▶ _YOUR INSTRUCTIONS_
Reproduce the material below word for word, starting at the line containing "If you could mark the metal" and continuing through the end of the material.

BEGIN

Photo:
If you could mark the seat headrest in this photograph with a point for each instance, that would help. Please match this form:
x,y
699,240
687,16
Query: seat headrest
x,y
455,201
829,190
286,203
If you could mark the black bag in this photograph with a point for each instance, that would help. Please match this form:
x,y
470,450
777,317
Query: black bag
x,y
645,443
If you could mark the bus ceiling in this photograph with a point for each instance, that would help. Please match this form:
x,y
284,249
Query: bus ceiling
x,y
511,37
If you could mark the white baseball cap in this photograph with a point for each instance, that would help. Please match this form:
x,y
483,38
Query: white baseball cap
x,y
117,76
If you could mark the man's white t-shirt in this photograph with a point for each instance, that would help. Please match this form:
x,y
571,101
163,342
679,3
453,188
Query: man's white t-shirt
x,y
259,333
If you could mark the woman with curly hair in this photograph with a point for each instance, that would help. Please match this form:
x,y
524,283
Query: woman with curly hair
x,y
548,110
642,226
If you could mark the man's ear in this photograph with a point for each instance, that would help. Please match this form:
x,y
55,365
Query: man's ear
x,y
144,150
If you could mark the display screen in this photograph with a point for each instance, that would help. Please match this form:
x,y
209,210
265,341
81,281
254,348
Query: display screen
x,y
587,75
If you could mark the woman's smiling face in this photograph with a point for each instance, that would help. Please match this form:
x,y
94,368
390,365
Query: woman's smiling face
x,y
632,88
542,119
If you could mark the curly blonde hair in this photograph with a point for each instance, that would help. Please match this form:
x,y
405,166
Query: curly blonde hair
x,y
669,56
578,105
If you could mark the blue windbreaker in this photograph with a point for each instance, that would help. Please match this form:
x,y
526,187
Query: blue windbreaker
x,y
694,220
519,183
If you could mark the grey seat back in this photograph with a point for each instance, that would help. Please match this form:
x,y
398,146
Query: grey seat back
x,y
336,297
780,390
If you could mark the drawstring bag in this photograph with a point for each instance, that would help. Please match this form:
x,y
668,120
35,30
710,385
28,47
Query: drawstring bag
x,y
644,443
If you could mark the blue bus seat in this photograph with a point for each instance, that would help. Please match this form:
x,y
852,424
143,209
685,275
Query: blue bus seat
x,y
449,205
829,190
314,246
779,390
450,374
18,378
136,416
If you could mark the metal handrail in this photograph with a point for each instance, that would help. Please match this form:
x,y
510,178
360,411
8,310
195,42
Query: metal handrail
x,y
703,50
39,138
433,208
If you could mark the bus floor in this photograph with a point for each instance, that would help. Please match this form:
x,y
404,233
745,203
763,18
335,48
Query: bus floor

END

▶ _ANSWER TO THIS PROBLEM_
If you could mark the metal handrail in this photograph with a point for each instance, that would help. Please match this form:
x,y
510,178
360,411
8,310
195,42
Query: metal handrail
x,y
703,50
39,138
433,208
If you could mark the bus floor in this photograph with a point for each instance, that would help. Please match this form:
x,y
404,233
745,203
763,18
335,48
Query: bus floor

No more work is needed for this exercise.